SmolAgents integrates these elements seamlessly, saving developers from the complexity of building such systems from scratch.

It is a powerful tool for developers looking to harness the potential of agentic AI while maintaining simplicity and scalability. Whether for creating autonomous code executors or dynamic multi-step agents, SmolAgents offers the foundation for building cutting-edge applications.

Understanding Agentic RAG

Agentic RAG combines traditional Retrieval-Augmented Generation with agentic capabilities, allowing AI systems to not only retrieve and generate information but also to reason, plan, and interact with external tools dynamically. This integration enhances the system’s ability to handle complex tasks by decomposing queries, retrieving relevant information, and iteratively refining responses.

Also read: 7 Agentic RAG System Architectures to Build AI Agents

Key Benefits of Combining SmolAgents and Agentic RAG:

  1. Intelligence: SmolAgents adds reasoning, planning, and tool-calling capabilities to the RAG pipeline.
  2. Adaptability: The agent can dynamically adjust its actions based on the retrieved data.
  3. Efficiency: Reduces manual intervention by automating iterative processes.
  4. Security: Ensures safe execution of external code and queries.
  5. Scalability: Enables complex workflows that can be easily scaled or modified for different domains.

SmolAgents and Agentic RAG complement each other by bringing together robust retrieval-augmented generation with dynamic, agentic reasoning and interaction capabilities. This synergy empowers developers to create intelligent, autonomous systems capable of handling sophisticated tasks across various domains.

Also read: RAG vs Agentic RAG: A Comprehensive Guide

Agentic RAG Hands-on with SmolAgents

Agentic RAG with SmolAgents
Source: Author

Here’s the process of building the Agentic RAG with SmolAgents: First, we load and process data from a PDF document, splitting it into manageable chunks and generating embeddings to enable semantic search. These embeddings are stored in a vector database, allowing the system to retrieve the most relevant information in response to user queries. For external queries or additional context, a search agent is employed to fetch and integrate data from external sources. This combination of document retrieval and external search capabilities ensures that the system can provide comprehensive and accurate answers to a wide range of questions.

Required Python Packages

%pip install pypdf -q
%pip install faiss-cpu -q
!pip install -U langchain-community

Explanation:

  • pypdf: A library for working with PDF files.

SUPPLIED MATERIAL -
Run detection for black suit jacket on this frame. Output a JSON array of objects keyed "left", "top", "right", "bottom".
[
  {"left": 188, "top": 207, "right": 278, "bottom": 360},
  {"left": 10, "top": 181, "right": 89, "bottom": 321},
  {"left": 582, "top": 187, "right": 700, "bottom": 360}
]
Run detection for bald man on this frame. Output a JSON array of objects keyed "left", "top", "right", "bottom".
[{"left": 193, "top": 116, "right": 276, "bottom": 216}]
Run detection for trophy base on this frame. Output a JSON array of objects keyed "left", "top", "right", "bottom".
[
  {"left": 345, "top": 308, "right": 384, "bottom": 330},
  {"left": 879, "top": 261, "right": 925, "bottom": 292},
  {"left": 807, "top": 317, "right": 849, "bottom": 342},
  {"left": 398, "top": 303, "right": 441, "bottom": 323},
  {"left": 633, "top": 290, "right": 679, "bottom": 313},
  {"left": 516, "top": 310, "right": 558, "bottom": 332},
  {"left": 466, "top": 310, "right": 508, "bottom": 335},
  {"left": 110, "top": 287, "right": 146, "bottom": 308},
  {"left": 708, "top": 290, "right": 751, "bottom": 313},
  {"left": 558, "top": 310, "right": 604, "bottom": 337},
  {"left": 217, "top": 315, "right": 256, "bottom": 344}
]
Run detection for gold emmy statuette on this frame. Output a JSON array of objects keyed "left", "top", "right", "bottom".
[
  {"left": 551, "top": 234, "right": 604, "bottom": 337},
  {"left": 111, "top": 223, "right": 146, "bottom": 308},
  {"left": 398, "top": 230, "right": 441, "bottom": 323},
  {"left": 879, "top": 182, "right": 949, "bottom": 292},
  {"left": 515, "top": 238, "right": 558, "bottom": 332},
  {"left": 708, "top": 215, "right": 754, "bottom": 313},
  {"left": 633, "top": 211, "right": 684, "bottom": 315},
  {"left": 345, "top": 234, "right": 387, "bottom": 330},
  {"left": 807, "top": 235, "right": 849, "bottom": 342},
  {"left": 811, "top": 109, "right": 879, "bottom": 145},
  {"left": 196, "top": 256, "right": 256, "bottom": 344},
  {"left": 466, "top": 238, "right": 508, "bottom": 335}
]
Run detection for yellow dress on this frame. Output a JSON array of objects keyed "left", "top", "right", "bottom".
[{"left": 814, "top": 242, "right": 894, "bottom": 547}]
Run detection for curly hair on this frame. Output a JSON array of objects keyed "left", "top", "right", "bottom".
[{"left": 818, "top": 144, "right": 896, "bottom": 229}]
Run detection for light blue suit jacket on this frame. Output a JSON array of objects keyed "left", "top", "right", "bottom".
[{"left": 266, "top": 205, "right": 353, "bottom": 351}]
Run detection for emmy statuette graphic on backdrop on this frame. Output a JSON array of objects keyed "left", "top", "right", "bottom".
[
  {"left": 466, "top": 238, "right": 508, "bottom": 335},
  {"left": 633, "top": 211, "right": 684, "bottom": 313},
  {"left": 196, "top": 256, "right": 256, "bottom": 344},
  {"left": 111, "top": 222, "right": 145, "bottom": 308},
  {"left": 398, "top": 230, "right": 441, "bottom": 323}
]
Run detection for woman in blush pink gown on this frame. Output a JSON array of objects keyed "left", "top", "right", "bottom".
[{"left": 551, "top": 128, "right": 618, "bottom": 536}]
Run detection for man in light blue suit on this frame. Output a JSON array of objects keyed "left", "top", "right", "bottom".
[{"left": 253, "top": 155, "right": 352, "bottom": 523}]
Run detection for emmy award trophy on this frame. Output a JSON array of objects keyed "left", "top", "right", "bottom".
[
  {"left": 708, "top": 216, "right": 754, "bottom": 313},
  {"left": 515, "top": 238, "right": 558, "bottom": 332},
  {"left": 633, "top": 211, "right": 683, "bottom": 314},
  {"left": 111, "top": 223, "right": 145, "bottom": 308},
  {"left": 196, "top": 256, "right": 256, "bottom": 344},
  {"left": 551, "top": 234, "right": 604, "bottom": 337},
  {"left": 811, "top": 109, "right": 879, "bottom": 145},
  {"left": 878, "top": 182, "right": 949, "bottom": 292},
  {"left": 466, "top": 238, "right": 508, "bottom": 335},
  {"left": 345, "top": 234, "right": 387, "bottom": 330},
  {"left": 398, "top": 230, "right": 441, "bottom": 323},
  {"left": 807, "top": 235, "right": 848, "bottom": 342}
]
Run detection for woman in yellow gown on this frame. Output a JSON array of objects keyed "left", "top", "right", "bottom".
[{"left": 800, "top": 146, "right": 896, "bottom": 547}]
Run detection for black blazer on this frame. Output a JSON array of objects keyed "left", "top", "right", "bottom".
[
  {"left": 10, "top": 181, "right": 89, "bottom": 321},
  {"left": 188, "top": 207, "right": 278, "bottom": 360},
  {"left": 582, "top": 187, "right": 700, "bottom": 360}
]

WHAT TO DO -
A. Repeat the passage of the SmolAgents text from "Understanding Agentic RAG" up to and including "the RAG pipeline.".
B. For each statement below, say whether it agrees with the SmolAgents text, answering yes or no and quoting the words of the text that decide it. (i) The embeddings generated from the PDF chunks are kept in a vector database. (ii) The text describes pypdf as a library for working with image files. (iii) The list of key benefits puts Security first.
The lines have nothing to do with the text.

RESULTS IN ORDER -
A.
Understanding Agentic RAG

Agentic RAG combines traditional Retrieval-Augmented Generation with agentic capabilities, allowing AI systems to not only retrieve and generate information but also to reason, plan, and interact with external tools dynamically. This integration enhances the system’s ability to handle complex tasks by decomposing queries, retrieving relevant information, and iteratively refining responses.

Also read: 7 Agentic RAG System Architectures to Build AI Agents

Key Benefits of Combining SmolAgents and Agentic RAG:

  1. Intelligence: SmolAgents adds reasoning, planning, and tool-calling capabilities to the RAG pipeline.

B.
(i) Yes: "These embeddings are stored in a vector database"
(ii) No: "pypdf: A library for working with PDF files."
(iii) No: "1. Intelligence: SmolAgents adds reasoning, planning, and tool-calling capabilities to the RAG pipeline."